● **COURT EXERCICE A**
D'après l'extrait sur le tourisme des favelas, quelle est la plus grande favela du Brésil ?
### EXTRAIT DU TEXTE
Si les touristes visitant le Brésil sont souvent émerveillés de la beauté de ces tâches colorées à flanc de montagnes, rares sont ceux qui ont conscience des réels enjeux qu’elles représentent. Et si visiter les favelas brésiliennes peut briser les clichés, cela se fait parfois au détriment des habitants, encore plus stigmatisés. Si pour certains, les touristes ne font que fantasmer la misère, pour d’autres, le tourisme de favelas participe grandement à leur ouverture et leur progrès économique. Alors, qu’en est-il vraiment : faut-il visiter les favelas du Brésil ?

Éthique visiter favelas

Le tourisme des favelas

Depuis le milieu des années 90, de plus en plus de touristes en quête d’authenticité et de découvertes hors des sentiers battus s’aventurent dans les favelas brésiliennes. Ce phénomène appelé « tourisme favela » ou « tourisme de ghettos » ne se limite pas au Brésil, et consiste à visiter les zones les plus pauvres des grandes villes en quête de sensations uniques et brutes, par exemple en Afrique du Sud ou en Inde où le phénomène a explosé après le succès mondial du film Slumdog Millionnaire.

Au Brésil, beaucoup de favelas attirent donc les curieux, comme par exemple celles de Recife. Mais les plus visitées restent largement celles de Rio de Janeiro et São Paulo. En tête, la favela Rocinha, la plus grande du Brésil, lieu de vie de près de 100 000 personnes, qui est également relativement plus développée que d’autres favelas, la plupart des maisons étant faites de briques et ayant accès à l’eau et à l’électricité.
######
### DONNÉES À TRAITER
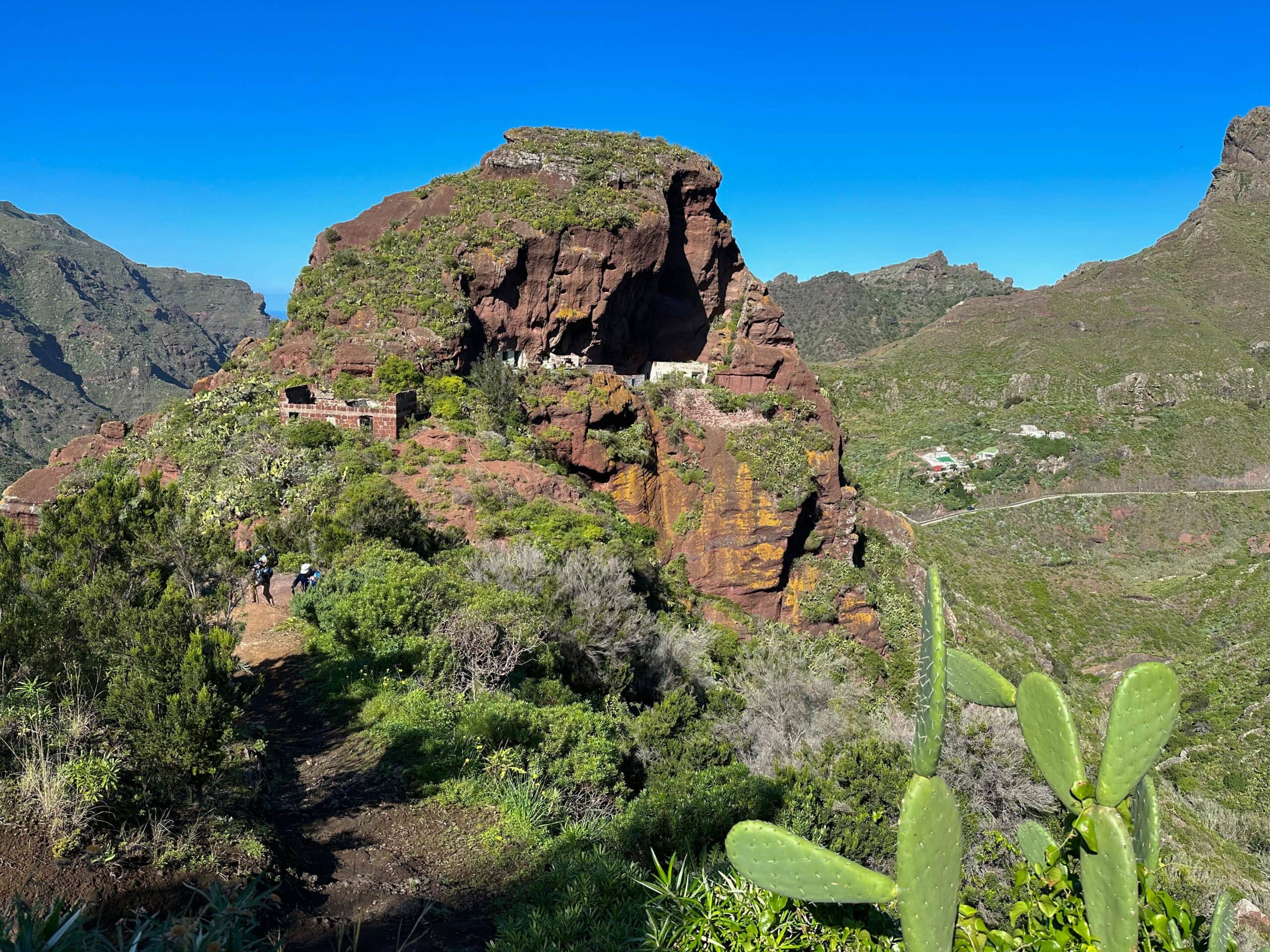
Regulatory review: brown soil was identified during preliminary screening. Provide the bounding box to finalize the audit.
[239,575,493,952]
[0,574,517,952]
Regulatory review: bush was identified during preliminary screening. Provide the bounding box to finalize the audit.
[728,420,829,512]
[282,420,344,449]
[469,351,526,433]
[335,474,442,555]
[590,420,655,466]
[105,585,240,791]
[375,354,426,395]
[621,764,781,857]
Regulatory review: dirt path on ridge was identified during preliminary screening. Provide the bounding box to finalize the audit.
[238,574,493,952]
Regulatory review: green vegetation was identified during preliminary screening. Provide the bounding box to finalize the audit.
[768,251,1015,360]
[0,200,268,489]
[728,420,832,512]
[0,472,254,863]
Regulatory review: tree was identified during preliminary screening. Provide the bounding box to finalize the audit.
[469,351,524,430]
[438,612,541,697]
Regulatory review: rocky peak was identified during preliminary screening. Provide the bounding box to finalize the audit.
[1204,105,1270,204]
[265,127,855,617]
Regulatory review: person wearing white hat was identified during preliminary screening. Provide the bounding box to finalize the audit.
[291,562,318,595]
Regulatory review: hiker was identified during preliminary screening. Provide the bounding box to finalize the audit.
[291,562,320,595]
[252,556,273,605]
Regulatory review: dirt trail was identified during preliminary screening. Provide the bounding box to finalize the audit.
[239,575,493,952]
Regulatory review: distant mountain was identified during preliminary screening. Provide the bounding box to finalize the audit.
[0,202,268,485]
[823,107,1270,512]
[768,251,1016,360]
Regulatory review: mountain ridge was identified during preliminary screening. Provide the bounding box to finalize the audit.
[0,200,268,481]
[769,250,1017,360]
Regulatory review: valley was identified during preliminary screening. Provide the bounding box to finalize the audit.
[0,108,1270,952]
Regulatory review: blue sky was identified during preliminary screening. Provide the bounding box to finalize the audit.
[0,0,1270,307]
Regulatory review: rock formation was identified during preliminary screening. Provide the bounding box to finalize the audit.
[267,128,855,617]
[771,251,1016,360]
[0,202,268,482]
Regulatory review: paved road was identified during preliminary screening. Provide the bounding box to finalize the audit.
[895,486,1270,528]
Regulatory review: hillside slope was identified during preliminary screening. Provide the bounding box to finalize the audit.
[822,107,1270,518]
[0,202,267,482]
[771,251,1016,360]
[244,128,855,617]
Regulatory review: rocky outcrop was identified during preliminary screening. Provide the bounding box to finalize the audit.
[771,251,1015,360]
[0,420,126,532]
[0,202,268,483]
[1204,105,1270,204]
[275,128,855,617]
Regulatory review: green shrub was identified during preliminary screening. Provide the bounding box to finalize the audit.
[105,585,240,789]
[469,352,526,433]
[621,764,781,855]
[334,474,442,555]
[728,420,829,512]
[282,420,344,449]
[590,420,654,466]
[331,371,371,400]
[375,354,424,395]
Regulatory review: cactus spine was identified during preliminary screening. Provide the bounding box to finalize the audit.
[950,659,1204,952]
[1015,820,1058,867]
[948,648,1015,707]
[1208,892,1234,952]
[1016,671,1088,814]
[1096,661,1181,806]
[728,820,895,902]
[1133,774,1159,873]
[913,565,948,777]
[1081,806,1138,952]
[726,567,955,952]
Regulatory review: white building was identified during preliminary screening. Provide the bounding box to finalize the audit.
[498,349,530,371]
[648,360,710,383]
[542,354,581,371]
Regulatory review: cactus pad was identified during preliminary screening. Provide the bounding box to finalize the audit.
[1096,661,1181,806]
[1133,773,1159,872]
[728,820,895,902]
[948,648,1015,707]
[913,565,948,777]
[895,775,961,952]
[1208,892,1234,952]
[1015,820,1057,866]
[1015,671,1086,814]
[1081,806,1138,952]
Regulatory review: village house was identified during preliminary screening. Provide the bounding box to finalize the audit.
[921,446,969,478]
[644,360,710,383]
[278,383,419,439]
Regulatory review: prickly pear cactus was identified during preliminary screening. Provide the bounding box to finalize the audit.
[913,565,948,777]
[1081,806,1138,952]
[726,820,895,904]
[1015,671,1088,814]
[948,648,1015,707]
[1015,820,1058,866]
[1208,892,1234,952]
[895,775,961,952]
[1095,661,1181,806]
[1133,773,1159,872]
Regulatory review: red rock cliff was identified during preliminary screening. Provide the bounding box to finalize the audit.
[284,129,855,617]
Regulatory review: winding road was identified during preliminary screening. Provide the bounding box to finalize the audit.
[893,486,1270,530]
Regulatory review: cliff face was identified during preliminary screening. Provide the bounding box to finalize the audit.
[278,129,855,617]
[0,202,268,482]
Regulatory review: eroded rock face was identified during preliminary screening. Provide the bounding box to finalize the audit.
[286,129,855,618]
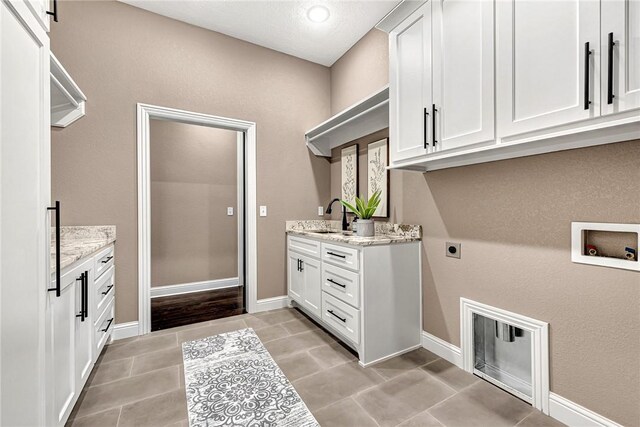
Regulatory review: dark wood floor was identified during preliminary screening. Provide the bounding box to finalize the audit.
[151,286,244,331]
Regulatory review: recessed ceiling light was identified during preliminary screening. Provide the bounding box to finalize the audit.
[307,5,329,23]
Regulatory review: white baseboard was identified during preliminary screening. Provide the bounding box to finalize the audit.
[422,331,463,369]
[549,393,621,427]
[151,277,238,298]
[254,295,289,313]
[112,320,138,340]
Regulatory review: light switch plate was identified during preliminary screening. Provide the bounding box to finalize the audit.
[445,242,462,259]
######
### DONNÉES À TRAITER
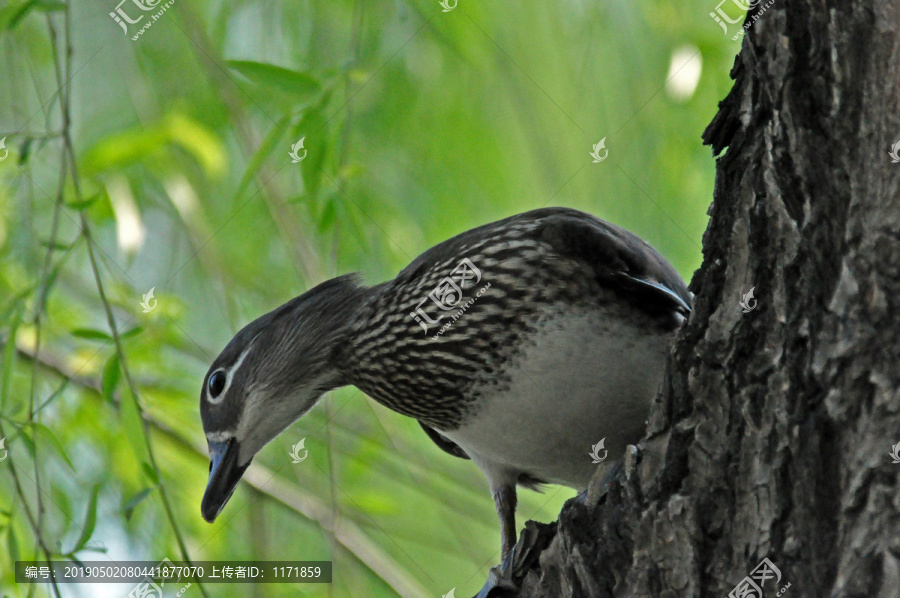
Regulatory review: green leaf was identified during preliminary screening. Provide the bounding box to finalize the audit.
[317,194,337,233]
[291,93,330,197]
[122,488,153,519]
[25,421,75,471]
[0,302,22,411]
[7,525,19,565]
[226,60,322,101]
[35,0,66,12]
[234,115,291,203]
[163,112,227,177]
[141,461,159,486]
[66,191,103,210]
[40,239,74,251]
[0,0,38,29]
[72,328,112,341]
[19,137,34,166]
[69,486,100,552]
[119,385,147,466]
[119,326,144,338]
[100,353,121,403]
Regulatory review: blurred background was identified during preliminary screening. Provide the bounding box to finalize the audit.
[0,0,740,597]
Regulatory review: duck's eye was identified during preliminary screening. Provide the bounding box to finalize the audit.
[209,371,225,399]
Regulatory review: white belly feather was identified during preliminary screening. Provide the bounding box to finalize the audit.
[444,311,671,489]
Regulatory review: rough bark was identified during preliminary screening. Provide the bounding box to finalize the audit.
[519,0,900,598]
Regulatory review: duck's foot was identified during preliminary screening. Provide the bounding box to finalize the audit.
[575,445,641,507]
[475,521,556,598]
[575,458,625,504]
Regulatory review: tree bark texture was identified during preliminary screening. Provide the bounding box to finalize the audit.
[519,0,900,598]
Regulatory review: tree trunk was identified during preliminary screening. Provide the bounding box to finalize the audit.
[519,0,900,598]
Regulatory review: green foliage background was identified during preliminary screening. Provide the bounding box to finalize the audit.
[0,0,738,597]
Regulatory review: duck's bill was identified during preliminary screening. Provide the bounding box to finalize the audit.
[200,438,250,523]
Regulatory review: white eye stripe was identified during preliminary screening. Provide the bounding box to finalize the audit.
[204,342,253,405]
######
### DONNÉES À TRAITER
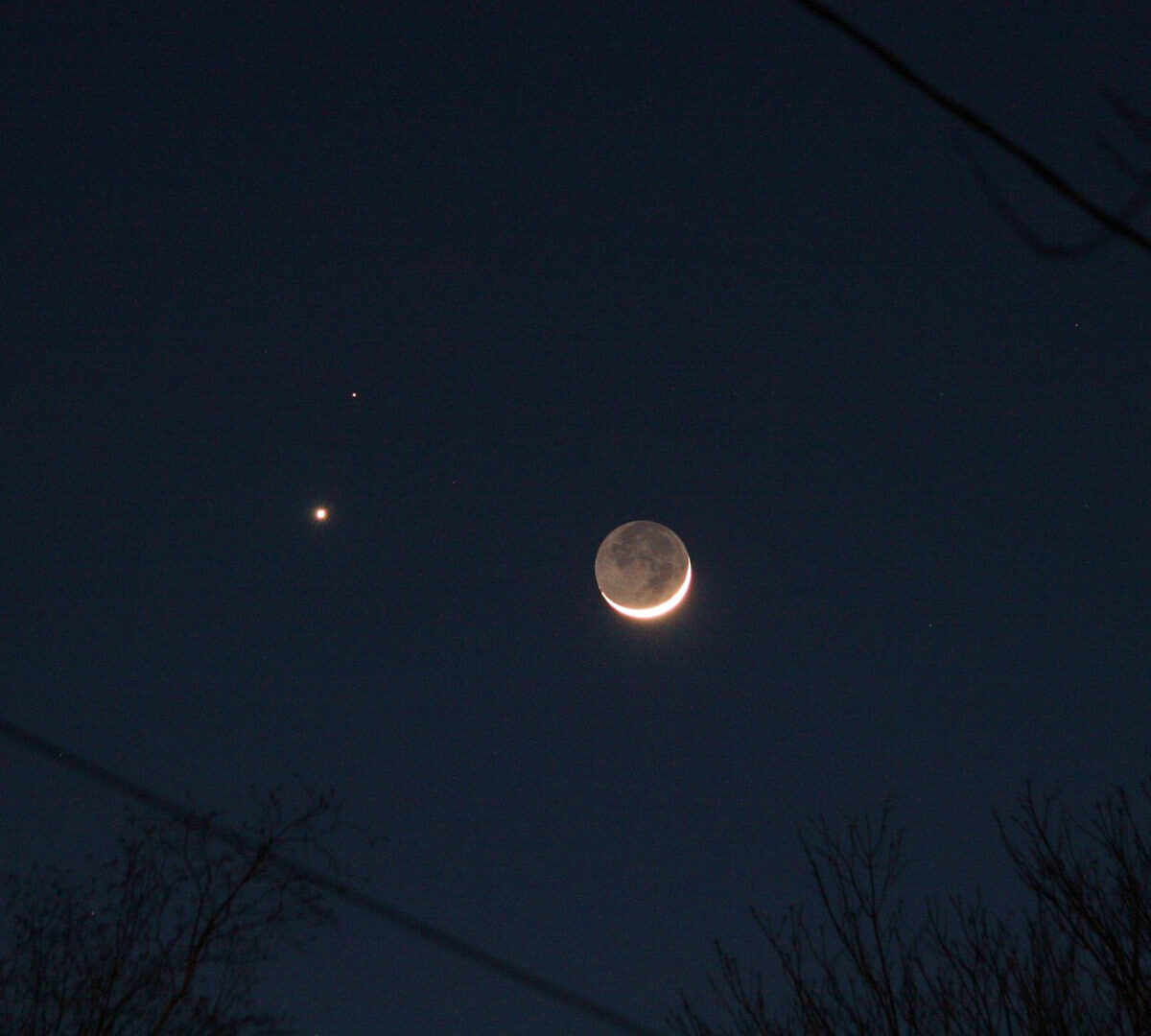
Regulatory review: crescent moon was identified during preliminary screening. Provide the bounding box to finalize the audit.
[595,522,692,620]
######
● **COURT EXERCICE B**
Réécrivez les enregistrements de la ligne contenant « Regulatory review: brown » à la ligne contenant « [0,0,1270,307] », en remplaçant « dirt trail » par « footpath » sans rien changer d'autre. Ne donnez que ces lignes.

● **RÉPONSE FINALE A**
La favela Rocinha.

● **RÉPONSE FINALE B**
Regulatory review: brown soil was identified during preliminary screening. Provide the bounding box to finalize the audit.
[239,575,493,952]
[0,574,517,952]
Regulatory review: bush was identified during preliminary screening. Provide the bounding box to finalize the audit.
[728,420,829,512]
[282,420,344,449]
[469,351,526,433]
[335,474,442,555]
[590,420,655,466]
[105,585,240,791]
[375,354,426,395]
[621,764,781,857]
Regulatory review: dirt path on ridge was identified during preliminary screening. Provide the bounding box to finalize the audit.
[238,574,493,952]
Regulatory review: green vegetation was identified during preliminary screening. Provide the bounding box to finalize the audit.
[768,251,1015,360]
[0,200,268,489]
[728,420,832,512]
[0,472,254,863]
Regulatory review: tree was identified during preliminary screening. Provide the bounding box to finalize the audit.
[469,351,524,430]
[438,612,541,697]
Regulatory review: rocky peak was identified during preliminary screening. Provide the bounding box to finalize the audit.
[1204,105,1270,204]
[265,127,855,617]
Regulatory review: person wearing white hat was identified during preliminary screening. Provide the bounding box to finalize the audit.
[291,562,318,595]
Regulatory review: hiker was identified during preliminary screening. Provide the bounding box to finalize the audit.
[291,562,320,595]
[252,556,273,605]
Regulatory review: footpath was identified during preliminary screening. Provide the bounding box to finalize the audit.
[239,575,493,952]
Regulatory review: distant mountain was identified during preliminary screening. Provide the bounding box to finalize the audit.
[0,202,268,485]
[823,107,1270,512]
[768,251,1016,360]
Regulatory review: mountain ridge was identified during preliminary screening. Provide the bounding box to finalize the audit.
[0,200,268,481]
[769,250,1017,360]
Regulatory review: valley was identified during preliminary screening. Provide the bounding box to finalize the audit.
[0,108,1270,952]
Regulatory review: blue sky was identified during preliminary screening. Provide the bounding box to finalize the audit.
[0,0,1270,307]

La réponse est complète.